[Stored dataset items]
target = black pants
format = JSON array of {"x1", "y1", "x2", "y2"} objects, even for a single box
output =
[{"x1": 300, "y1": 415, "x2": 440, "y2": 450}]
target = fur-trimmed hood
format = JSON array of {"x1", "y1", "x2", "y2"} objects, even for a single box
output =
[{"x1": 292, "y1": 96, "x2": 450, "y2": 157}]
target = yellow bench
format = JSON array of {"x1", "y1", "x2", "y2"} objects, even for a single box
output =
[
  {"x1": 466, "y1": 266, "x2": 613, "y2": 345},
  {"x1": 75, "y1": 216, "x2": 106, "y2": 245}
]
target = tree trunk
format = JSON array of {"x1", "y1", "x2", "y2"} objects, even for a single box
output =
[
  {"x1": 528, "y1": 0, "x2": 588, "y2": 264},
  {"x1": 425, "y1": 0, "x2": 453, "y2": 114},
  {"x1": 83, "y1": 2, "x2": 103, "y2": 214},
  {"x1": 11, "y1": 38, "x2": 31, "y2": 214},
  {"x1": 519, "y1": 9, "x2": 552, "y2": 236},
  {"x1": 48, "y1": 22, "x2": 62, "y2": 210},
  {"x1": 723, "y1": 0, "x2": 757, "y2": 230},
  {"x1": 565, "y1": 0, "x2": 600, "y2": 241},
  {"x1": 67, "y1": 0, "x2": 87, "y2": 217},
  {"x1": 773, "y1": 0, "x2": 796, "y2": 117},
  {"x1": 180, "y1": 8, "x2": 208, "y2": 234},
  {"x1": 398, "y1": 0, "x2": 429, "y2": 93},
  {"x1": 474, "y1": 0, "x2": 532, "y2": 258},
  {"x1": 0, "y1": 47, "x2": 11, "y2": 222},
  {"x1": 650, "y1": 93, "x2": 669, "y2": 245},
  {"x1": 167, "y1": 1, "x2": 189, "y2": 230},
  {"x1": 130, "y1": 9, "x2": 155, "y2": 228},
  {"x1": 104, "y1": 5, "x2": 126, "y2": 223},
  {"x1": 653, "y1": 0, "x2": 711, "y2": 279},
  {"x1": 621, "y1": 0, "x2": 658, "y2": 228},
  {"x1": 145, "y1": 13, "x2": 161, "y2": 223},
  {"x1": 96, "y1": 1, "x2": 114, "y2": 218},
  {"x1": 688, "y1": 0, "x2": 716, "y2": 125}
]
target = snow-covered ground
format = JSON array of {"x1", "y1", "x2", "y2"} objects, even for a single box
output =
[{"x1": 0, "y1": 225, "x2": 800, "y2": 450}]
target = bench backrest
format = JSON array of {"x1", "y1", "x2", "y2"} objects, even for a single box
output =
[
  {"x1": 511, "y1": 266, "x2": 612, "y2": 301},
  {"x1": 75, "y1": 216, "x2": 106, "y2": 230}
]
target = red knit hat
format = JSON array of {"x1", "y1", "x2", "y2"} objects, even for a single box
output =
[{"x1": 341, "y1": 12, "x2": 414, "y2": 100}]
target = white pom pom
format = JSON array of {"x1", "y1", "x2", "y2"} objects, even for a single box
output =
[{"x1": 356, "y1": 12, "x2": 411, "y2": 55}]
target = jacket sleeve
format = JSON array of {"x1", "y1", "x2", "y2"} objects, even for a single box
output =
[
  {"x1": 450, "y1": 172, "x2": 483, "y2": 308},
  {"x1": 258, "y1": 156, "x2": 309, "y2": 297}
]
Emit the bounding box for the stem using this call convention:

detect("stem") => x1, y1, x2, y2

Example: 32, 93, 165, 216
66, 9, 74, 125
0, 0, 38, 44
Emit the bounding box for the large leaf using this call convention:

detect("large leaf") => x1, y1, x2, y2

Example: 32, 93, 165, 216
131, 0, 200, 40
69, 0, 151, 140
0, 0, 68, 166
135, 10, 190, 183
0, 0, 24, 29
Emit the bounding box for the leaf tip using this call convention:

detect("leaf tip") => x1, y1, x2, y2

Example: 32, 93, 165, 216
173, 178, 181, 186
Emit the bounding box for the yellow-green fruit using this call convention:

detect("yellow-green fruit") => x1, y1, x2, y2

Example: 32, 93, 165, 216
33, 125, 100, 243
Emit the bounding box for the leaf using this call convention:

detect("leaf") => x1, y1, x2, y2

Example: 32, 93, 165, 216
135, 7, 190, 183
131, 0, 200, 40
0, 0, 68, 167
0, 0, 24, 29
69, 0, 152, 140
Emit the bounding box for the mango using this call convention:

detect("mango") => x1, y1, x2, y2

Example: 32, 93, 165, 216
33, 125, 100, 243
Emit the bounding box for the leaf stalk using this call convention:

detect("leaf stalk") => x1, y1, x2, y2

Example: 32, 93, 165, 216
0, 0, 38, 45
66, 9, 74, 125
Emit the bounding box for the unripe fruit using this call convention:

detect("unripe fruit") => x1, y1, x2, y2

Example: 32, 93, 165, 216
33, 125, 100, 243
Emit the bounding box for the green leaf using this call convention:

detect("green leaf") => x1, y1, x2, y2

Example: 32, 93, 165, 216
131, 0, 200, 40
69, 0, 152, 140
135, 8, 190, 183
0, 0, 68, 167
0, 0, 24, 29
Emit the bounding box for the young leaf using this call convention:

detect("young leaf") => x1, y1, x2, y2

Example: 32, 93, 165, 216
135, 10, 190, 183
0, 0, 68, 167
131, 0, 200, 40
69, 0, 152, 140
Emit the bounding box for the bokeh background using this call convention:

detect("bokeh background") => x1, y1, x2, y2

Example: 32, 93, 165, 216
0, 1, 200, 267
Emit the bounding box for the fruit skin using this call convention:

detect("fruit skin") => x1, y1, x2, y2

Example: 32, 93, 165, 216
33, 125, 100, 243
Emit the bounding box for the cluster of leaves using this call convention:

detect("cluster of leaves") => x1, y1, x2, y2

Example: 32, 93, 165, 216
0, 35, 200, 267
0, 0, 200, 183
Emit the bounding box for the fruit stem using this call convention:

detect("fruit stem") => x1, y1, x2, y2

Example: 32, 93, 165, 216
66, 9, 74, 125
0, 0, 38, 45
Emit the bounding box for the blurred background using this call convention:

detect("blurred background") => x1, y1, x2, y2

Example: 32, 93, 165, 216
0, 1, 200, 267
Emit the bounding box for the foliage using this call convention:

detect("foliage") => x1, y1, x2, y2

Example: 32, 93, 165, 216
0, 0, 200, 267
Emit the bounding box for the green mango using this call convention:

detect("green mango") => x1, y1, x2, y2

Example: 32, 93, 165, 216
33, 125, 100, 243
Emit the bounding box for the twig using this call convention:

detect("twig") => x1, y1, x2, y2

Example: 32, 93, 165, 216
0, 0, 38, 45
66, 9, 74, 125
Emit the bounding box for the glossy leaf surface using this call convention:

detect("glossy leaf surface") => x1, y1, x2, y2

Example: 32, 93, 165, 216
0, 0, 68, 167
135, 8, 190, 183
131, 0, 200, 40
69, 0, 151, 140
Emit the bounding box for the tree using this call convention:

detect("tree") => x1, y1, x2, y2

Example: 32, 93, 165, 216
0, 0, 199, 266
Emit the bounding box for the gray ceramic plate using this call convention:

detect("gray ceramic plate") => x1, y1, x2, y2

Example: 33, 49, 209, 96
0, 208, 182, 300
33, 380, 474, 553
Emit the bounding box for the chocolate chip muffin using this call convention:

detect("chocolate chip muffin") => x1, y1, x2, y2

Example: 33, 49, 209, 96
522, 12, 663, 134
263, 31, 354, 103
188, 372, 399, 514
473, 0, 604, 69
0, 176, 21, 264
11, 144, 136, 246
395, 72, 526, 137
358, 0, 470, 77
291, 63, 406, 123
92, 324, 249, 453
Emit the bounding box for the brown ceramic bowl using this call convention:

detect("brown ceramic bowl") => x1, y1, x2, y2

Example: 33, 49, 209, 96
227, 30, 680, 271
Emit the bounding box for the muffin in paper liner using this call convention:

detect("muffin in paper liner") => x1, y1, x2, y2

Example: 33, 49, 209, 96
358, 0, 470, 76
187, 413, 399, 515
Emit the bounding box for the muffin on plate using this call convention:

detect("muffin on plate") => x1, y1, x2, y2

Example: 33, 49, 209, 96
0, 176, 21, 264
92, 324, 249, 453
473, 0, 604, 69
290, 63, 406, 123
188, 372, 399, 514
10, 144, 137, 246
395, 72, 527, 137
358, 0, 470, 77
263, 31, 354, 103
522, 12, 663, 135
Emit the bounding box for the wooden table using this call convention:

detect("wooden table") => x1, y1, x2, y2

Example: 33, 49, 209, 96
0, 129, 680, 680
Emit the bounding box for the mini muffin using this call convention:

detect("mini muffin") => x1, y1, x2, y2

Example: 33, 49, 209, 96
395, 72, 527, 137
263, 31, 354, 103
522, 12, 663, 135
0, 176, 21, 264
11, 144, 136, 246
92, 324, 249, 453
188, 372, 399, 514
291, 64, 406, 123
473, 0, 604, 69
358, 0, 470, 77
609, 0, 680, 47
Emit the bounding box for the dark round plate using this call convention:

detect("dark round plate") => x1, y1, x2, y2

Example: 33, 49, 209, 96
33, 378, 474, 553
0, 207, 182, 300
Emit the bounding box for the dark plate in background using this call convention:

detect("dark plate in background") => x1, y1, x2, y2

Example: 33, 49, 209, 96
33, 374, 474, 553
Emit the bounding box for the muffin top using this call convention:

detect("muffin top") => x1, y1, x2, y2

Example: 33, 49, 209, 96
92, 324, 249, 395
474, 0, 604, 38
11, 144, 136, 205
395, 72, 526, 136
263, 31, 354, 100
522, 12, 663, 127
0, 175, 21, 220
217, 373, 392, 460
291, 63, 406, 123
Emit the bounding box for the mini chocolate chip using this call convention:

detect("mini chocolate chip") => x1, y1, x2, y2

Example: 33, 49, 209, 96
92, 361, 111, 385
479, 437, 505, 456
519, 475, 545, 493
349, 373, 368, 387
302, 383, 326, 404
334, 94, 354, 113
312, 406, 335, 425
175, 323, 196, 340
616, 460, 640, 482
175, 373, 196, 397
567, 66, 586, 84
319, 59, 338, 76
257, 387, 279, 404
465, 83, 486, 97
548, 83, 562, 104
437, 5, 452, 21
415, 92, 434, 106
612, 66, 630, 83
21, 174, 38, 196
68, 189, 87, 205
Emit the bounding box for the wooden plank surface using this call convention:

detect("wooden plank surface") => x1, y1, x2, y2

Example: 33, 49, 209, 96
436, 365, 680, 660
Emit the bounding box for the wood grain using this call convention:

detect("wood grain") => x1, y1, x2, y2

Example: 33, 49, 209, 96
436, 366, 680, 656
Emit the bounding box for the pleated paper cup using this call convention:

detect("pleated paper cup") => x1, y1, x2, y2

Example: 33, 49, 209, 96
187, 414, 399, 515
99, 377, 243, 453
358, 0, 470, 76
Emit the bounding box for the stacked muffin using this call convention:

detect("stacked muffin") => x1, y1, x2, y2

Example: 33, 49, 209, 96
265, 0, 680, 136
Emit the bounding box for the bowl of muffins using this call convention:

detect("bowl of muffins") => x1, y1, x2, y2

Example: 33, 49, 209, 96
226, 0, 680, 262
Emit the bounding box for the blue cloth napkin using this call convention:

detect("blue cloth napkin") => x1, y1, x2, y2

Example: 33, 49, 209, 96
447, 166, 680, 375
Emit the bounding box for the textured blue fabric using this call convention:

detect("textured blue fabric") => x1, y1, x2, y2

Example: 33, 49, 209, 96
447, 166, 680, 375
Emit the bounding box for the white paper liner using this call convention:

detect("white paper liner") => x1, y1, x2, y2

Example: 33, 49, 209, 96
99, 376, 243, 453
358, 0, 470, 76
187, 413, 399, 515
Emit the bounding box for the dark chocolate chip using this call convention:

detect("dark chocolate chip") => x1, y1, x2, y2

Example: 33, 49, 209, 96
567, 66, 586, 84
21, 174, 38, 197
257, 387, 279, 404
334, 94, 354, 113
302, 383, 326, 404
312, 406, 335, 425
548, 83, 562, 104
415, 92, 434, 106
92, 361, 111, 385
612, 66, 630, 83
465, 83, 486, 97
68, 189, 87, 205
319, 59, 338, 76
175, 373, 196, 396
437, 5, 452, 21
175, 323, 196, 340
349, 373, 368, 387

Task directions: Gather every line in the items above that contains the string "background". Case matters.

Exercise solution:
Emit the bounding box for the bokeh background using this call convention:
detect("bokeh background") => x1, y1, x2, y2
Emit the bounding box for the blurred background using this call convention:
detect("blurred background") => x1, y1, x2, y2
Emit the bounding box for the dark plate in background using this call convention:
detect("dark plate in background") => x1, y1, x2, y2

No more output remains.